=== Selected text ===
________
At the user end, the typical CD player generates a serial 16-bit PCM stream at 44100 samples per second. This is usually fed to a low cost audio D/A converter, which recovers the analogue audio stream, which then gets amplified and fed into the loudspeakers.

 

Now for some simple theory, a 16-bit D/A converter's job is to synthesize each digital input code into one of 65536 discrete analogue amplitude levels. At the standard audio rate of 44100 samples per second, this corresponds to each amplitude sample being generated regularly on the dot, every 23uS or so. We shall stick to these numbers as reference values for the examples that follow. 

 

Resistor ladder D/A converters use weighed resistors. Each resistor is associated with a digital bit and is arranged to generate a current proportional to its binary weight. The analogue voltage is generated as the addition of the current contributions from each of the resistors. These resistors need to be matched to within .001% if accuracy is to be maintained, not an easy thing to do in consumer product manufacturing. Another standard method of D/A conversion, the slope converter, requires an integrator using a capacitor with at least .001% linearity. Again, not an easy thing to do.
________
=== Problems to work on ===
1. For the text on D/A conversion in CD players, answer yes or no to whether each statement agrees with it, and quote the deciding words. (a) A 16-bit D/A converter turns each digital input code into one of 65536 discrete analogue amplitude levels. (b) In a resistor ladder converter, the resistors must be matched to within .01%. (c) The slope converter relies on weighed resistors.
2. Reproduce the part of the text on D/A conversion in CD players that opens with the words containing "Now for some" and closes with "examples that follow.".

=== Stored data ===
________
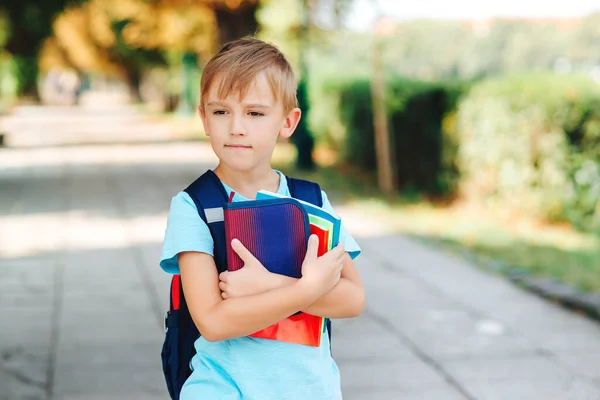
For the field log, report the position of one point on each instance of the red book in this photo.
(276, 233)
________
=== Task-by-task answers ===
1.
(a) Yes: "a 16-bit D/A converter's job is to synthesize each digital input code into one of 65536 discrete analogue amplitude levels"
(b) No: "These resistors need to be matched to within .001% if accuracy is to be maintained"
(c) No: "the slope converter, requires an integrator using a capacitor with at least .001% linearity"

2.
Now for some simple theory, a 16-bit D/A converter's job is to synthesize each digital input code into one of 65536 discrete analogue amplitude levels. At the standard audio rate of 44100 samples per second, this corresponds to each amplitude sample being generated regularly on the dot, every 23uS or so. We shall stick to these numbers as reference values for the examples that follow.